| PROBLEMS |
A - Can you quote the notebook text on word contexts, starting at "- Using spaCy" and ending at "variety of uses."?
B - Would you extend the notebook text on word contexts, picking up after its final sentence?

# Contexts

This notebook allows us to examine the contexts in which words occur in sentences throughout the two subcorpora. Contexts vary according to the method used:

- Using spaCy we can explore contexts by specifying both a word and its part-of-speech.
- Using NLTK's `concordance` functionality we can explore all a word's contexts in the conventional KWiC format -- there is also code here for those interested in lemmatizing words before generating an NLTK `text`.
- Using the already-generated SVOs, we can quickly glimpse the related subjects, verbs, and objects for a particular word, though it has to be appear somewhere as an S, V, or O.

## spaCy

The code below uses spaCy's `child` functionality to determine what are the subjects of a sentence and then to return the sentences in which a particular subject appears. It could be adapted to a wide variety of uses. 

Development of this code was based on insights from this Stackoverflow thread: [How to get the dependency tree with spaCy?](https://stackoverflow.com/questions/36610179/how-to-get-the-dependency-tree-with-spacy) thread on Stack Overflow.

| ITEMS |

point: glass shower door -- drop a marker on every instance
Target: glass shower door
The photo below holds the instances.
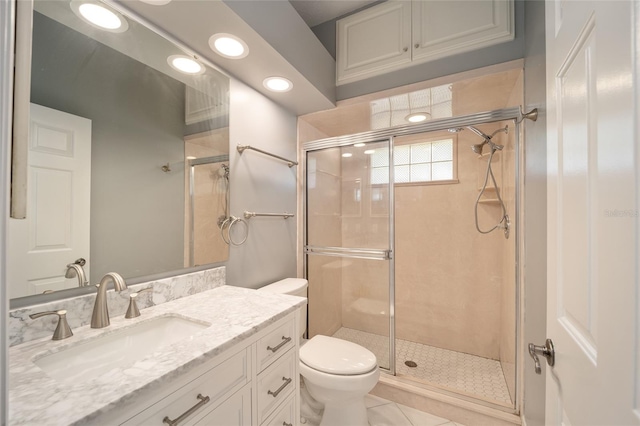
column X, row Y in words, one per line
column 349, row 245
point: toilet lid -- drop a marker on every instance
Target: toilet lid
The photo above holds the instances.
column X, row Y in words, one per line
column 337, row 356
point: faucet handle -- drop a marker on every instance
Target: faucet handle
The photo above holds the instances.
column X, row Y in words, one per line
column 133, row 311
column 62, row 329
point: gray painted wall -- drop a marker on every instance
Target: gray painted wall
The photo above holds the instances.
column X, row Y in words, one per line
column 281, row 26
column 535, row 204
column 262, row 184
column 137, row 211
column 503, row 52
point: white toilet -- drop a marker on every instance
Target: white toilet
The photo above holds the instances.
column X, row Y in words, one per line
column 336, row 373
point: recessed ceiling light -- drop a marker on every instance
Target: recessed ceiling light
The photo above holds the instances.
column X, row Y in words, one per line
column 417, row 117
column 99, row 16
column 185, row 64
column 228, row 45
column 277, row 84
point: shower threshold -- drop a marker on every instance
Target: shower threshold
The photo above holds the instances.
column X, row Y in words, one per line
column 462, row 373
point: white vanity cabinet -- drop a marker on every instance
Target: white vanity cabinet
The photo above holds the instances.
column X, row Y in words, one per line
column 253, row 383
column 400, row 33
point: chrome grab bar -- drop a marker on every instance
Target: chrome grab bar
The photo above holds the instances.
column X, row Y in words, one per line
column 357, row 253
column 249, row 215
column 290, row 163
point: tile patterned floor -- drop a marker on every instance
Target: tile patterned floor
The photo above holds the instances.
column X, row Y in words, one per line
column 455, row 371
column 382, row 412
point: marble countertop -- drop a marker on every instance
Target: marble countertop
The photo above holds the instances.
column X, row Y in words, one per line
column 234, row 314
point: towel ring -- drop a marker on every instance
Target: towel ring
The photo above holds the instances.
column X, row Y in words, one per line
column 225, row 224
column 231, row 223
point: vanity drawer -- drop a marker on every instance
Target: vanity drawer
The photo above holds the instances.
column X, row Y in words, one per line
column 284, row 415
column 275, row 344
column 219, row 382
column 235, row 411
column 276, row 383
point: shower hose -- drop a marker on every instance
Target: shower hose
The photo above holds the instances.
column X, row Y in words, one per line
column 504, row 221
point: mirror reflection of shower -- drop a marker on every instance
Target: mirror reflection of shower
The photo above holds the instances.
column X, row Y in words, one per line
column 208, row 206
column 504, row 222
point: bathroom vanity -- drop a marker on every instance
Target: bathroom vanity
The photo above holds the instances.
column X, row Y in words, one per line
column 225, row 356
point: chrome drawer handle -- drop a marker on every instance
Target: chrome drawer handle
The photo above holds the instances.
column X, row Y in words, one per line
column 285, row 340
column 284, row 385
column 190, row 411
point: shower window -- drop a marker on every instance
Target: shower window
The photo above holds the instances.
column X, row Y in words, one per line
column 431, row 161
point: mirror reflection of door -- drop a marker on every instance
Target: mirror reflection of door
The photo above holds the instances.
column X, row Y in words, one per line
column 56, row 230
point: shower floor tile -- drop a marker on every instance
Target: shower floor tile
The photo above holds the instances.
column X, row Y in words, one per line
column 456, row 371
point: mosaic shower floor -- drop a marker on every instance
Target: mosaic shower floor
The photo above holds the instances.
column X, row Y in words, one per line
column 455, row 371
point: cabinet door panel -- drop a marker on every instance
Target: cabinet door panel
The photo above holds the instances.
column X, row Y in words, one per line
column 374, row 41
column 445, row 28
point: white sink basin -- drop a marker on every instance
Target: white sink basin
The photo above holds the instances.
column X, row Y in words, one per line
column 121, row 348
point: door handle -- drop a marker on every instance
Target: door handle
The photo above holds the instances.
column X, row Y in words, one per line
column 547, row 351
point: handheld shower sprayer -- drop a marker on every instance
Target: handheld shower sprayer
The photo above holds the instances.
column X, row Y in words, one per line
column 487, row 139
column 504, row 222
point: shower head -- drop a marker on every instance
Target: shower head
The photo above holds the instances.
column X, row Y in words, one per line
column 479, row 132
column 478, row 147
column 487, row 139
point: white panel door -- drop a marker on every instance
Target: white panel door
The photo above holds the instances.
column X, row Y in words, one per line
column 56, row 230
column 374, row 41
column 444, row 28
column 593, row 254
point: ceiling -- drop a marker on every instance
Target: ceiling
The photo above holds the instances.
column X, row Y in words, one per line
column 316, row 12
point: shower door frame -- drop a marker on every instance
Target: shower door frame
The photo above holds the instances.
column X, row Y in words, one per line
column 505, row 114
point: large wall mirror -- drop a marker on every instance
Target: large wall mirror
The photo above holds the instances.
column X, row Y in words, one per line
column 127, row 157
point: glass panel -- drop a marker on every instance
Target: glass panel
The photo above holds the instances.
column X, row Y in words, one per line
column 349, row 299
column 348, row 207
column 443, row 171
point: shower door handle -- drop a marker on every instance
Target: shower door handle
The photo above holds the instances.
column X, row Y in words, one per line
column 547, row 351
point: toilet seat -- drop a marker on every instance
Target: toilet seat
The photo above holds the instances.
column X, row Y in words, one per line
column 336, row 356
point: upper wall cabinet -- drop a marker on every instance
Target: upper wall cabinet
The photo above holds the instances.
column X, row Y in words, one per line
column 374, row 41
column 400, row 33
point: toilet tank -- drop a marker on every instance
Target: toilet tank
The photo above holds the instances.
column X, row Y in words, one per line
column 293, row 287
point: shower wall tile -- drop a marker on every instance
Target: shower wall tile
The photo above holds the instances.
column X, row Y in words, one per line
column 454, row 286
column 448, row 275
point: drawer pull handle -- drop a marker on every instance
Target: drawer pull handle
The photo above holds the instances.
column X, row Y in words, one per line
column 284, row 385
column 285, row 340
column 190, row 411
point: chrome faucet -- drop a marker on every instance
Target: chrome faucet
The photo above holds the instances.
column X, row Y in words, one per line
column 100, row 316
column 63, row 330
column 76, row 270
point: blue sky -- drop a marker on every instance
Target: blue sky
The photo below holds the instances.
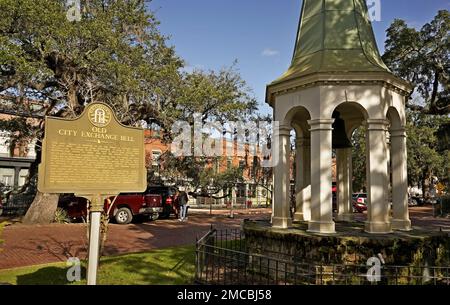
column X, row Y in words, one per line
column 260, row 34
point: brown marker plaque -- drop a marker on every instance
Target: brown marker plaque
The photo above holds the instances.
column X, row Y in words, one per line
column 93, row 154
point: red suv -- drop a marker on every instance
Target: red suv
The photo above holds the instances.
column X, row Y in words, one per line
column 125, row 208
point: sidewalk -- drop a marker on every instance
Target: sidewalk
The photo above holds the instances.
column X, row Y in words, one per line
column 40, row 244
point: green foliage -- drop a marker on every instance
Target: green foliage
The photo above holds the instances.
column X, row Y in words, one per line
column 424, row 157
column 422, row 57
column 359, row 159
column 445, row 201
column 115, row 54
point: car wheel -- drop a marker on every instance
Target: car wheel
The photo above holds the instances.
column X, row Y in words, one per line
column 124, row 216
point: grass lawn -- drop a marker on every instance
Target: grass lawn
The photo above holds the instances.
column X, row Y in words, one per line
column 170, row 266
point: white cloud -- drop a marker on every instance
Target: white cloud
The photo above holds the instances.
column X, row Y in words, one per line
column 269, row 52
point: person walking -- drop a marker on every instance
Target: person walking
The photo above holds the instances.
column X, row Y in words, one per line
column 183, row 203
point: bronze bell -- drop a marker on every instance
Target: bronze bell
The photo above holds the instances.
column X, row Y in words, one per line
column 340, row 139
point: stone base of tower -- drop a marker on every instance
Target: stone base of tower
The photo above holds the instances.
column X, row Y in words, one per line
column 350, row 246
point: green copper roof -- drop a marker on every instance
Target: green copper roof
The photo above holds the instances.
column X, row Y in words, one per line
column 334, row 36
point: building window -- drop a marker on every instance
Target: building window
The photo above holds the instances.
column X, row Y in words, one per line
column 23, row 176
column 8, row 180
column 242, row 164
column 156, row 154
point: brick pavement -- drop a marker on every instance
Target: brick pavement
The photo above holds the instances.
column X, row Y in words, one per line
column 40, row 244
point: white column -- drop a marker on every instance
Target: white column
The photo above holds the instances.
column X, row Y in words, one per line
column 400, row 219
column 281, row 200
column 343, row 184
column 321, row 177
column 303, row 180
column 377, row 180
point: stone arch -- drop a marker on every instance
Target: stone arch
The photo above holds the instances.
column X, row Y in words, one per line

| RESPONSES FOR EACH TASK |
A -
- Using spaCy we can explore contexts by specifying both a word and its part-of-speech.
- Using NLTK's `concordance` functionality we can explore all a word's contexts in the conventional KWiC format -- there is also code here for those interested in lemmatizing words before generating an NLTK `text`.
- Using the already-generated SVOs, we can quickly glimpse the related subjects, verbs, and objects for a particular word, though it has to be appear somewhere as an S, V, or O.

## spaCy

The code below uses spaCy's `child` functionality to determine what are the subjects of a sentence and then to return the sentences in which a particular subject appears. It could be adapted to a wide variety of uses.

B -
In [5]:
# IMPORTS
import pandas as pd, spacy
# from spacy.lang.en import English

# Loading the Data in a gendered partitioned fashion: 
talks_m = pd.read_csv('../output/talks_male.csv', index_col='Talk_ID')
talks_f = pd.read_csv('../output/talks_female.csv', index_col='Talk_ID')

# And then grabbing on the texts of the talks:
texts_women = talks_f.text.tolist()
texts_men = talks_m.text.tolist()

# Lowercase everything before we create spaCy docs
texts_w = ' '.join([text.lower() for text in texts_women])
texts_m = ' '.join([text.lower() for text in texts_men])

In [1]:
nlp = spacy.load('en_core_web_sm')

# spaCy is fussy about memory allocation
# Use the pipe method to feed documents 
docs_w = nlp.pipe(texts_w)
# docs_m = list(nlp.pipe(texts_m))

In [4]:
# This function allows us to specify the subject of the sentence
# and to see all the sentences in which it appears as the subject.
def find_subject(subject, doc):
    subject_sents = []
    sentences = doc.sents
    for sentence in sentences:
        root_token = sentence.root
        for child in root_token.children:
            if child.dep_ == 'nsubj':
                subj = child
                if subj.text == subject:
                    subject_sents.append(sentence)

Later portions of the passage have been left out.